**TASKS**
1. Rewrite the section of the adiabatic process page that begins with "## Adiabatic Expansion" and ends with "the adiabatic process.", changing "adiabatic heating" to "compressive heating".
2. Write the next part of the adiabatic process page, picking up after its final sentence.

**SUPPLIED PASSAGE**
=-=-=
# Adiabatic Process

An adiabatic process is a thermodynamic process in which there is no heat exchange between a system and its surroundings. The system is thermally isolated. The process is carried out so rapidly that heat exchange is impossible within a short period ^{[1– 4]}.

## Examples ^{[1,2,6]}

- In a pneumatic tire, heat is generated rapidly when the gas is compressed.
- Vertical airflow in the atmosphere – Hot air rises and rapidly cools down
- Expansion and contraction of interstellar gas
- Certain parts of the Carnot engine and Diesel engine are adiabatic.
- Gas turbines operating on the Otto cycle and Brayton cycle use adiabatic processes.

## Adiabatic Process, First Law of Thermodynamics, and Enthalpy Change

The first law of thermodynamics establishes a relationship between the internal energy (ΔU) of a system, heat transfer (Q), and work done (W). The following equation represents the first law ^{[4]}.

ΔU = Q – W

Since there is no exchange of heat, Q = 0, and the work done is given by

W = – ΔU

It means that if a system does work, energy leaves the system. The work done equals the internal energy change.

The opposite also holds correct. If the surrounding does work on the system, energy enters the latter.

W = ΔU

The first law of thermodynamics in terms of enthalpy change is given by

ΔH = ΔQ + VΔP

For an adiabatic process

ΔH = VΔP

Therefore, the enthalpy change is equal to the flow process work done by the system. This equation applies to open-flow systems like a turbine or pump.

## Adiabatic Expansion and Compression

When a gas is expanded adiabatically, its pressure decreases while its volume increases. It results in a decrease in temperature, a process known as adiabatic cooling. When a gas is compressed adiabatically, its pressure increases, and the volume decreases. As a result, the temperature rises, resulting in a phenomenon known as adiabatic heating ^{[1,3]}.

Based on the pressure, volume, and temperature variations, let us study a few equations that govern the adiabatic process.

## Adiabatic Process Equations

A series of equations establish relationships between pressure (P), volume (V), and temperature (T) for a reversible quasistatic process. In the above section, we mentioned that when pressure decreases, volume increases, and vice versa. Therefore, P and V are inversely proportional, leading to the following equation ^{[1-5]}:

PV^{γ} = constant

When the system goes from an initial (i) to a final (f) state, we can rewrite the above equation as follows:

P_{i}V_{i}^{γ} = P_{f}V_{f}^{γ}

Where

P_{i}: Initial pressure of the gas

V_{i}: Initial volume of the gas

P_{f}: Final pressure of the gas

V_{f}: Final volume of the gas

**γ**: Adiabatic index

We will use this equation later to calculate the adiabatic work done.
=-=-=
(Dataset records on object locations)
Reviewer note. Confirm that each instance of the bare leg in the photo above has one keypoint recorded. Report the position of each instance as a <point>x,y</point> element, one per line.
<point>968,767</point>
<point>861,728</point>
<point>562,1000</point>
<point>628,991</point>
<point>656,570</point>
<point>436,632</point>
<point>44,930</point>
=-=-=
**IN RESPONSE**
1.
## Adiabatic Expansion and Compression

When a gas is expanded adiabatically, its pressure decreases while its volume increases. It results in a decrease in temperature, a process known as adiabatic cooling. When a gas is compressed adiabatically, its pressure increases, and the volume decreases. As a result, the temperature rises, resulting in a phenomenon known as compressive heating ^{[1,3]}.

Based on the pressure, volume, and temperature variations, let us study a few equations that govern the adiabatic process.

2.
The adiabatic index, **γ**, is defined as the ratio of the heat capacity at constant pressure (C_{P}) to the heat capacity at constant volume (C_{V}).

**γ** = C_{P}/C_{V}

Its value is 1.67 for a monoatomic gas, 1.4 for a diatomic gas, and 1.33 for a non-linear triatomic gas.

**Other Relationships**

We can combine the PV relationship with the ideal gas law (PV = nRT) to obtain other equations. The relationship between P and T is as follows:

P^{1-γ}T^{γ} = constant

Furthermore, the relationship between T and V is as follows:

TV^{γ-1} = constant

## Work Done in Adiabatic Process

We have already seen how pressure (P) varies with volume (V) when the gas goes from the initial (i) to the final (f) state. This relationship is represented in the P-V curve shown below. We can calculate the work done from this curve. For this purpose, we take an infinitesimal area underneath the P-V curve and integrate it ^{[4]}.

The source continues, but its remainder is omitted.